··· Data under study

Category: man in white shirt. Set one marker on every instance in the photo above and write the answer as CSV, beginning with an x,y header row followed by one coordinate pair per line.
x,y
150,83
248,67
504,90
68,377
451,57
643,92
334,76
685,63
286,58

······

* [About this exercise] The response must restate every entry word for word.

* [Answer for the task]
Category: man in white shirt. Set one marker on every instance in the photo above and write the answer as CSV, beginning with an x,y header row followed by one coordinate pair per line.
x,y
150,83
248,67
504,90
68,377
451,57
643,92
334,76
685,63
286,58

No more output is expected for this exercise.